**Given data:**
Segment Open

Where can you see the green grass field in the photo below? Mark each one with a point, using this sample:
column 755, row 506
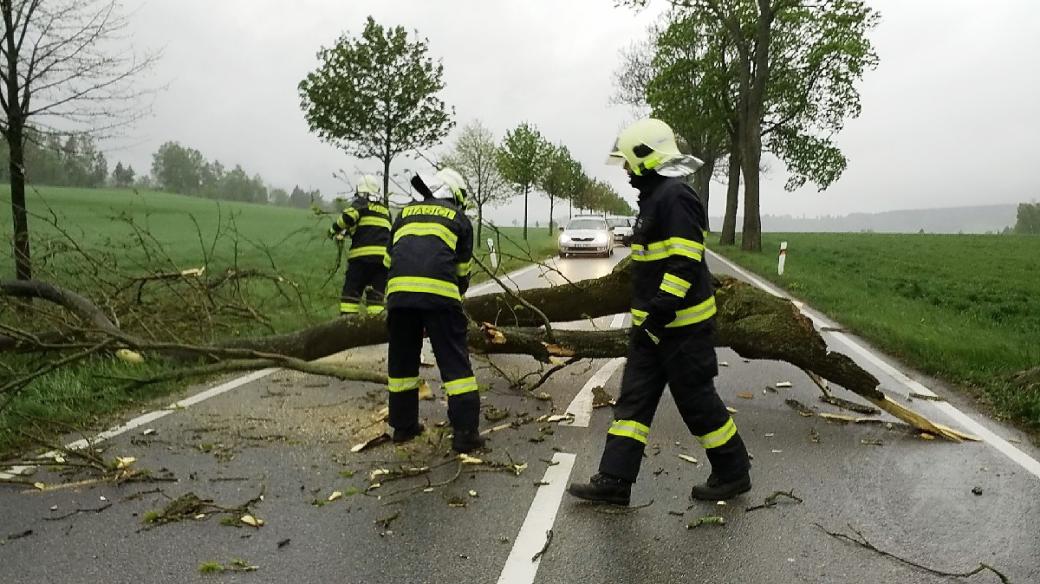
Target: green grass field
column 963, row 308
column 290, row 242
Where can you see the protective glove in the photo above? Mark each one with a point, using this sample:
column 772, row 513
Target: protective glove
column 659, row 313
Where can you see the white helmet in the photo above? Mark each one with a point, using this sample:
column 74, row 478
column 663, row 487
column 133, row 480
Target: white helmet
column 449, row 184
column 645, row 146
column 367, row 186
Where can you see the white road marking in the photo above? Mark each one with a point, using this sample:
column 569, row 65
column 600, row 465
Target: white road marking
column 139, row 421
column 580, row 406
column 971, row 425
column 519, row 566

Segment Closed

**Exercise goal:**
Work out how many lines in the records above contain the word "Where", and give only that number.

**Answer to the problem:**
4